PASSAGE:

Ecclesiastical crowning glory in height of fashion

Westminster Abbey

二月 25, 2005

By the start of the 13th century, Westminster was in essence the political capital of England, with a complex of administrative, residential and ecclesiastical buildings second to none in importance and magnificence. The ecclesiastical centrepiece of this was Westminster Abbey, from its conception a remarkable building. It was commissioned by King Henry III, paid for out of the royal purse and built in a high Gothic French style very different from anything that had hitherto been seen in England.

Henry was aiming to construct, at the heart of his kingdom, a building that put him among his continental peers, especially his brother-in-law Louis IX of France. Its French architectural language and form set Westminster Abbey apart. It had the highest nave vaults of any English church; the proportion of its height to width is 3:1, in line with French fashion. Most English cathedrals are distinguished by their low elongation, being far longer and lower than continental examples. Yet the height of Westminster Abbey is still modest by French standards; even the lowest of French cathedrals, Nôtre Dame in Paris, is higher.

The degree of integration between this French-born abbey and its architectural and institutional surroundings was remarkable. Henry III made the abbey his private monastery, physically and institutionally linked to the hub of government and the residence of the monarch at the Palace of Westminster next door. This association did not mean that relations between the Crown and the abbey were always harmonious. The prior of Westminster celebrated when the keeper of the privy purse, William Ussheborne, choked to death on a pike caught in the moat of the Jewel Tower, part of the King's palace built on abbey land without compensation.

Much has changed since Henry III's time, not least in the relationship between the church and the state, but Westminster Abbey remains a royal peculiar to this day. That is to say the dean answers to the Queen and suffers no interference from the hierarchy of the Church of England. For this reason alone, Westminster is interesting. But the abbey is worthy of attention for two other important reasons.

First, unlike any other great national religious building in Europe, it combines under one roof the place of coronation, the royal mausoleum and the domestic church of the monarchy. In France, for instance, Saint-Denis is the normal burial place of monarchs, the cathedral at Rheims the place of coronation and the Sainte-Chapelle the private chapel of the monarchy.

MATERIAL PROVIDED:
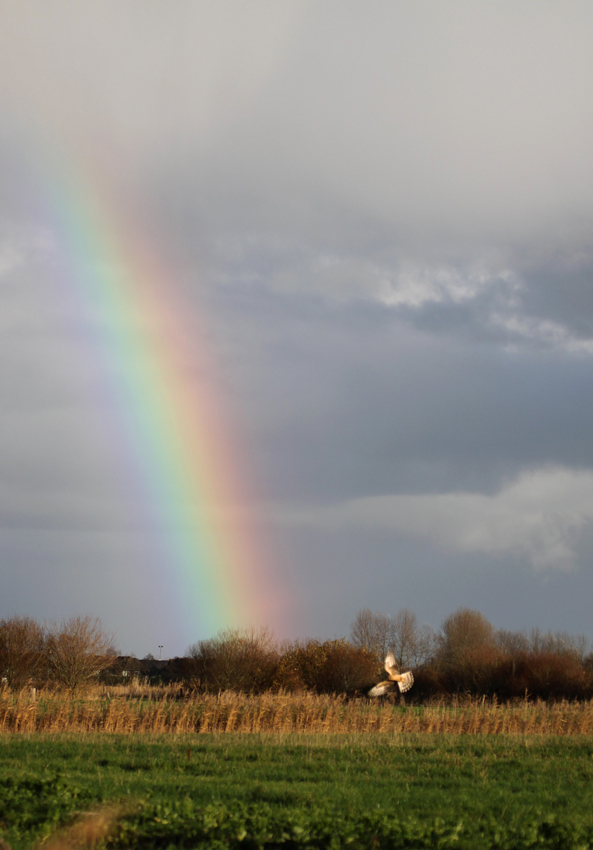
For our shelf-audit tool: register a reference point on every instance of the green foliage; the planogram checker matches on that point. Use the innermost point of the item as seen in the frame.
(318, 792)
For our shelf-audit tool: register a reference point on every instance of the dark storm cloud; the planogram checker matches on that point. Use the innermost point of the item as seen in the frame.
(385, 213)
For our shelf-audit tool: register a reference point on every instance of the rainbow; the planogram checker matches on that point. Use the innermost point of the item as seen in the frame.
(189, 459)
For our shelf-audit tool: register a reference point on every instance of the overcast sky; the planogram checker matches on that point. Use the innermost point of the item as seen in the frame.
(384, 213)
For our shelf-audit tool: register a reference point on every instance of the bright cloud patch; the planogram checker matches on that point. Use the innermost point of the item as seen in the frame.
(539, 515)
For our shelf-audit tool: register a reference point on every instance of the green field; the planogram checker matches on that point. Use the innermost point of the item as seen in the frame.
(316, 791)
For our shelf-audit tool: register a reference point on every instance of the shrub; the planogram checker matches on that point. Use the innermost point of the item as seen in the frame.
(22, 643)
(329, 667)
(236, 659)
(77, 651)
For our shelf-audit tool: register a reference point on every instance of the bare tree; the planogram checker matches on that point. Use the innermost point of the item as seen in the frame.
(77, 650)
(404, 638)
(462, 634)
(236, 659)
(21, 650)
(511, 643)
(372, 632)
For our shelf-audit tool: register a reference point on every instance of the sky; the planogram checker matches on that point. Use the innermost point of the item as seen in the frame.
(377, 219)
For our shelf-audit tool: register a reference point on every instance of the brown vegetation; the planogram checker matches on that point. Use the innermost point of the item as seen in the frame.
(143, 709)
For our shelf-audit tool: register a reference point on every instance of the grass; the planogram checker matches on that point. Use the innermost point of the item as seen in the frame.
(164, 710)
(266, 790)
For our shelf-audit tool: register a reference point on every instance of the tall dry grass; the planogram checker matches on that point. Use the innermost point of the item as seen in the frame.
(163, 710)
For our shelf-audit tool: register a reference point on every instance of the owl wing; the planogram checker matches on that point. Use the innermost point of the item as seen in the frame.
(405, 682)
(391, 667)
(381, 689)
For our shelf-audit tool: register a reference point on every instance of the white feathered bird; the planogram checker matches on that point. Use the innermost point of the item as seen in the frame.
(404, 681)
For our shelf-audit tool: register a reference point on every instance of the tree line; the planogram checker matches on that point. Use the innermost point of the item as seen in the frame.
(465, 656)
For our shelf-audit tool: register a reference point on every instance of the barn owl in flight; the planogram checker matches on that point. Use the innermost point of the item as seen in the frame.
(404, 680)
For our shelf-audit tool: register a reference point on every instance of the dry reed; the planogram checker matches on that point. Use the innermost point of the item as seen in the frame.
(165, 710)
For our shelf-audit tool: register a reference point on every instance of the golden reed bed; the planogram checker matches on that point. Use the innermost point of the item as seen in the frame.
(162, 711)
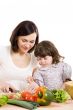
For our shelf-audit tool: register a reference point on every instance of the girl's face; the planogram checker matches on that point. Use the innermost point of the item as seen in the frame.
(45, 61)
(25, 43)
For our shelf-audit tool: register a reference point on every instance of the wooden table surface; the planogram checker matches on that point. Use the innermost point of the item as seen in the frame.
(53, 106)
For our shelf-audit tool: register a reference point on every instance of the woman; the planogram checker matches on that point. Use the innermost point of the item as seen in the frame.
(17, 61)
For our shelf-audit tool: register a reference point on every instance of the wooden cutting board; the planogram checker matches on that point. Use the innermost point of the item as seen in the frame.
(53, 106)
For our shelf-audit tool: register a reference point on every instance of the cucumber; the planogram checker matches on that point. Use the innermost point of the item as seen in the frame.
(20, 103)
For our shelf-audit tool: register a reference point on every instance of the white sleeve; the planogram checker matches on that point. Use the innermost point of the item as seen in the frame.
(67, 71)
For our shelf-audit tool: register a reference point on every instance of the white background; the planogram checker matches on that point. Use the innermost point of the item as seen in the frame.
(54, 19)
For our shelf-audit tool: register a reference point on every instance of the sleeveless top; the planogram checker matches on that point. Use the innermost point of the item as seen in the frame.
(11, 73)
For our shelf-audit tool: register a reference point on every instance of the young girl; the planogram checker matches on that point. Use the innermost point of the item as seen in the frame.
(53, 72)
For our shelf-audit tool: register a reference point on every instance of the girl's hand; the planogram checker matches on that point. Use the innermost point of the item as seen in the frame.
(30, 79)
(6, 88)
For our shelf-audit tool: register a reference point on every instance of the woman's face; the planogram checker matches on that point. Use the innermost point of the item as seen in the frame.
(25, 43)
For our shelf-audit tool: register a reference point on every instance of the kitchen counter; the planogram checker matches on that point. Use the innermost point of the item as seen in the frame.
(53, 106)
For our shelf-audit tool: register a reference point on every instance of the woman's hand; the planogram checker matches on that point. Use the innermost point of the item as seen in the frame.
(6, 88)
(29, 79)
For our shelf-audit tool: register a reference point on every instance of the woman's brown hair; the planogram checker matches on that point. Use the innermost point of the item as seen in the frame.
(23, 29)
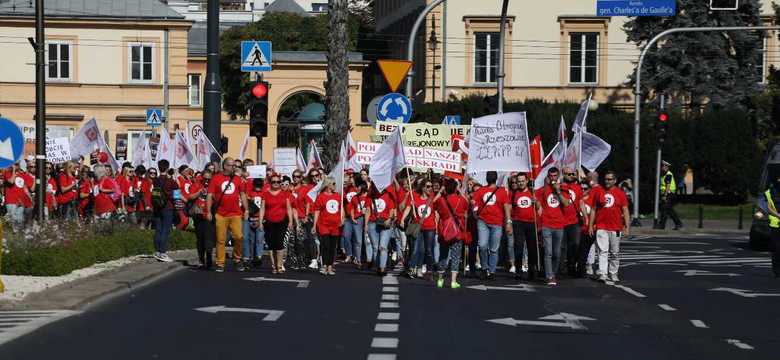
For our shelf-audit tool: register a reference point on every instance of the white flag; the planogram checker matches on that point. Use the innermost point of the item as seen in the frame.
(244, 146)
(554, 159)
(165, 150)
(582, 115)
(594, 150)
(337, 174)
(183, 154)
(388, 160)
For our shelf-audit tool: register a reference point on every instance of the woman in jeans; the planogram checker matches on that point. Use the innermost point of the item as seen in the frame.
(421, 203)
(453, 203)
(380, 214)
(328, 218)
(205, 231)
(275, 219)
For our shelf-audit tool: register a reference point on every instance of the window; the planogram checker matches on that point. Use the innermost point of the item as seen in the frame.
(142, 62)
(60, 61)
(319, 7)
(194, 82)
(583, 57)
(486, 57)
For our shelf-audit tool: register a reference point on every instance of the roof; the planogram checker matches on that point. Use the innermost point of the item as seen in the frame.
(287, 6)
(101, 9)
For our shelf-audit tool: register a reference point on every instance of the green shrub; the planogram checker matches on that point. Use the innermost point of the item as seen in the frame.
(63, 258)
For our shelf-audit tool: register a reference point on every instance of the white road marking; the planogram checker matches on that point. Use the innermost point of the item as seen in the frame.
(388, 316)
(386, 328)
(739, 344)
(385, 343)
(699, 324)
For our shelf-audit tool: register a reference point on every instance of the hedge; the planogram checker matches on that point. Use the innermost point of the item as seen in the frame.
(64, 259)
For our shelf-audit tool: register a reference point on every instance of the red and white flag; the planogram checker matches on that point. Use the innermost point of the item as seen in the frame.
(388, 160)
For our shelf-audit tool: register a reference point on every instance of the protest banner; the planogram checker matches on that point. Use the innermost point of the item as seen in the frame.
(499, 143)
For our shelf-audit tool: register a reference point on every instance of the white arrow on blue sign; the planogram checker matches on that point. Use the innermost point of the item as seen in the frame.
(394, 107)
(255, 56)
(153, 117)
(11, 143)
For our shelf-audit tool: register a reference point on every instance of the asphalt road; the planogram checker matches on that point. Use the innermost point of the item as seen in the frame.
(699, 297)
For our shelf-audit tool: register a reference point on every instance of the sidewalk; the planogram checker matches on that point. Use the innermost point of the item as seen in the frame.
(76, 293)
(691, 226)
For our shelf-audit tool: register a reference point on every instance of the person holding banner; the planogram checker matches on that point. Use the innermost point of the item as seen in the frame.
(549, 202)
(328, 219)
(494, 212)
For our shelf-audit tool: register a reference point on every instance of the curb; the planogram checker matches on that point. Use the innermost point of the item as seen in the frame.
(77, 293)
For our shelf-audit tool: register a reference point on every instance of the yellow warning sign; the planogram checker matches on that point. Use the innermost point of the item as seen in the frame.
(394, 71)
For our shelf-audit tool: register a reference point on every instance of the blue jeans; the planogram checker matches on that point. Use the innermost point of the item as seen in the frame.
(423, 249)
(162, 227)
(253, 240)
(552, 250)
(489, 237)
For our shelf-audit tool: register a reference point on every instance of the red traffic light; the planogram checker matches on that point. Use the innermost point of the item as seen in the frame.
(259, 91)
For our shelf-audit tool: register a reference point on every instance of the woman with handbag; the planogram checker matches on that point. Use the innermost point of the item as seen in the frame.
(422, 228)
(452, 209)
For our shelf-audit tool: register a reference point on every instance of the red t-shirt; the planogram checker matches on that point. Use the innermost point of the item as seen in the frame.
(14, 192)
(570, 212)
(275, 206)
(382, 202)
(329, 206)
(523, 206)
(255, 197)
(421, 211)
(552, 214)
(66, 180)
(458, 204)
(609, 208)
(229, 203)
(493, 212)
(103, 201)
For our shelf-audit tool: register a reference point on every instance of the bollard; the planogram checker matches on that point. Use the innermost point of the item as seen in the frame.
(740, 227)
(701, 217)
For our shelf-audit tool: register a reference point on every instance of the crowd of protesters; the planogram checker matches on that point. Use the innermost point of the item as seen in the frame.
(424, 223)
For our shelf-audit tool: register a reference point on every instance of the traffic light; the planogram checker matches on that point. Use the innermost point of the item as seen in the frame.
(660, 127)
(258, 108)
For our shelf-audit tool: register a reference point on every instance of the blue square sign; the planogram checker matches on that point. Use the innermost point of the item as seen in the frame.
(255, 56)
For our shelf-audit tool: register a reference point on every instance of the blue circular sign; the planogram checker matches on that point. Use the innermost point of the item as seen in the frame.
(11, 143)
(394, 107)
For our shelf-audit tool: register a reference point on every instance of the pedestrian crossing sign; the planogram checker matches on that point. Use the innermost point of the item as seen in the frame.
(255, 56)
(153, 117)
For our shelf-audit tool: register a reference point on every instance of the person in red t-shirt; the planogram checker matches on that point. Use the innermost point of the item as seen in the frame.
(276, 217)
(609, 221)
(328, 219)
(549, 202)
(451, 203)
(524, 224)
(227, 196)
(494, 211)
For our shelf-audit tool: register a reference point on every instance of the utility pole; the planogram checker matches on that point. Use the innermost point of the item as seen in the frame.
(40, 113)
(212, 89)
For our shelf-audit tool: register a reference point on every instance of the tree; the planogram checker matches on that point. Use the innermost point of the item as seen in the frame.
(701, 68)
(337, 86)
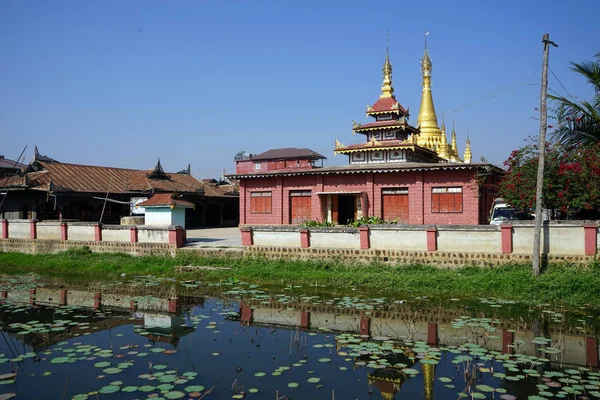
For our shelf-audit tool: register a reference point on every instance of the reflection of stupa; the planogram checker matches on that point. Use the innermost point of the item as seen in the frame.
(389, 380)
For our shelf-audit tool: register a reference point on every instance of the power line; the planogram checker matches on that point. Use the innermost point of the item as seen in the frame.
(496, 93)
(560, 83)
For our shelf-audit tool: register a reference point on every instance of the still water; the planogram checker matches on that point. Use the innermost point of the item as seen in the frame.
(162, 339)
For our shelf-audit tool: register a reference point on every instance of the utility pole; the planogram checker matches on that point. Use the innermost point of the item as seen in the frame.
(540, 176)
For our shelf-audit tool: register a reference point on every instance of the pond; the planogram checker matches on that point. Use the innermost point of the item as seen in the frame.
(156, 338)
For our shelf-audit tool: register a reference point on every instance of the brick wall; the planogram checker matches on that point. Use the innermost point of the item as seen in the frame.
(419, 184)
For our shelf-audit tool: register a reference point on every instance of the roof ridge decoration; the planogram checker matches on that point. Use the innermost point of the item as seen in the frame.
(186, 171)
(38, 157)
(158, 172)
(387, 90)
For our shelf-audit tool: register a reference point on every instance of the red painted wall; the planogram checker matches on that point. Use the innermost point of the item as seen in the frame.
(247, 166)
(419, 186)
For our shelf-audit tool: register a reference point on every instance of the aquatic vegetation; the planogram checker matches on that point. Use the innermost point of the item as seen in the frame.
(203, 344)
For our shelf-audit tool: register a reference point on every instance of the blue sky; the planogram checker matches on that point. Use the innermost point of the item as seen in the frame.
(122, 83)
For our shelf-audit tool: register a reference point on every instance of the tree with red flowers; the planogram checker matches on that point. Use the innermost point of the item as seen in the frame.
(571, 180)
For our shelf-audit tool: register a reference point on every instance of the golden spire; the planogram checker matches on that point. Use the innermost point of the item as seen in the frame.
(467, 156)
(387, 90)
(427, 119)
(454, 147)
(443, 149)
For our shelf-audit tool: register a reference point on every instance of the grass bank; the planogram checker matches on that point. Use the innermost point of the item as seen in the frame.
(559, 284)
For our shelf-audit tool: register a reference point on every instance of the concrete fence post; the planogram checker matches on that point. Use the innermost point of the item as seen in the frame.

TASKS FOR THIS EXERCISE:
[1] Which lines of the records contain the string "aquatic", matching case exactly? Copy each of them.
[2] Extend the Westminster Abbey text by continuing it after its last sentence.
The records are unrelated to the Westminster Abbey text.

THE RESPONSES:
[1]
For our shelf-audit tool: register a reference point on every instance of the aquatic vegetation; the planogram checker matches on that point. Use the innermost point of the item as seen in the frame.

[2]
Westminster is the ultimate royal multipurpose church - the receptacle of all English monarchical ceremony.

Second, Westminster Abbey is still in use for at least two of these purposes. Britain alone in Europe preserves a full medieval coronation ceremony, and Westminster has been its location for nearly 1,000 years.

Here exists an unparalleled fusion of medieval etiquette and architecture.

Richard Jenkyns' slim book is part of a Wonders of the World series. An earlier volume on the Alhambra, by Robert Irwin, was my companion when I visited Granada. In comparison, I found this volume disappointing. I know it is necessary to sell the subject of one's book, but the puff that Jenkyns gives to Westminster Abbey took my breath away. He believes that it is "perhaps the most complex building of any kind". I cannot agree. There must be at least half a dozen older, more significant and more complex churches in Rome alone, let alone other building types (the Palatine palace?). Perhaps it was this anxiety about its complexity that leaves much of the book to anecdote. I was particularly sad to see the coronation section reduced to stories such as the hackneyed tale of Queen Victoria and the coronation ring (the archbishop tried to squeeze it on the wrong finger). The story of the coronation deserved more.

This is neither a guidebook nor a history; it is a collection of episodes, both chronological and thematic. One hopes that the next books in the series will be more original and less frightened by their subject.

Simon Thurley is chief executive, English Heritage, and was formerly director, Museum of London.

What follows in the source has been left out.